§ **ASSIGNMENT**:
Reproduce exactly the line that contains "We need ground-truth boxes for the class door frame." and all lines that follow it in the records below, ending with the last one.

◇ ◇ ◇ ◇ ◇ ◇ ◇

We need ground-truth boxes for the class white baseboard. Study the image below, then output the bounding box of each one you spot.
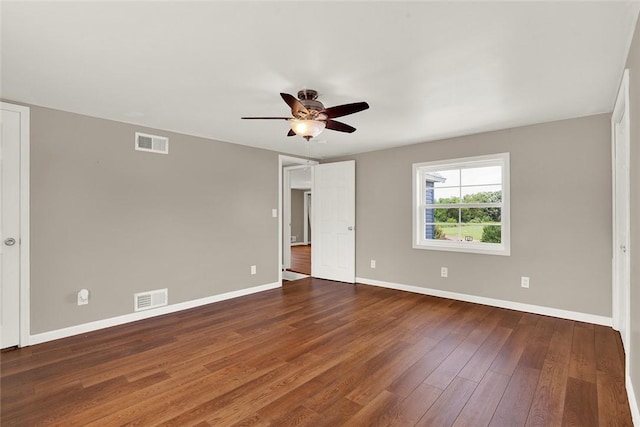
[628,374,640,426]
[355,277,612,326]
[28,281,281,346]
[290,242,308,246]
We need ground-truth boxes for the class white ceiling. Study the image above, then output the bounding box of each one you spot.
[2,1,638,159]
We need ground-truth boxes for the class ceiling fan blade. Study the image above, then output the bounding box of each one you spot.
[325,119,356,133]
[287,129,296,137]
[280,93,309,118]
[241,117,291,120]
[322,102,369,119]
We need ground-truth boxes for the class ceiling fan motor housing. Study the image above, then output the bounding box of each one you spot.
[297,89,325,118]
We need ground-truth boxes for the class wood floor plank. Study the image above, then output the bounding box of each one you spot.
[386,383,442,427]
[525,318,573,427]
[346,389,403,427]
[489,366,541,427]
[593,325,633,425]
[416,376,477,427]
[568,322,597,384]
[458,325,512,383]
[453,370,510,427]
[1,278,633,426]
[288,244,311,275]
[423,309,504,390]
[489,320,537,376]
[562,377,599,426]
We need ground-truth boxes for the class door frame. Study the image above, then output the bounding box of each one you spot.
[303,191,311,244]
[611,69,630,360]
[1,102,31,347]
[278,155,318,283]
[283,164,311,269]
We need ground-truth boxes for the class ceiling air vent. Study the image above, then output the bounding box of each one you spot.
[135,132,168,154]
[134,289,168,312]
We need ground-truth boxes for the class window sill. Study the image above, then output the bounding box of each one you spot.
[413,241,510,256]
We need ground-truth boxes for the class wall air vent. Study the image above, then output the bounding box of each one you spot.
[135,132,169,154]
[134,289,168,312]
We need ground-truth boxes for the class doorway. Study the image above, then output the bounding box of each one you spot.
[1,102,30,349]
[286,166,312,276]
[278,156,356,284]
[279,156,317,282]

◇ ◇ ◇ ◇ ◇ ◇ ◇

§ **ANSWER BOX**:
We need ground-truth boxes for the class door frame. Study the image above, then output the bounding box of each one you spot.
[303,191,311,244]
[611,69,630,360]
[1,102,31,347]
[278,155,318,283]
[283,164,311,269]
We need ground-truth boxes for the class ceiling air vent. Study the image above, then output the bounding box of each one you spot.
[135,132,168,154]
[134,289,168,312]
We need ground-truth boxes for the class window sill. Study the image above, then output the bounding box of each one you spot.
[413,241,510,256]
We need ground-truth boxes for the class wall air vent. Study the image above, then output the bounding box of each one you spot.
[135,132,169,154]
[134,289,168,312]
We need ground-truth boxes for the class doorway. Study the image above, then output the bounding box of each one you spot.
[1,102,30,349]
[286,166,312,276]
[278,156,356,284]
[279,156,317,282]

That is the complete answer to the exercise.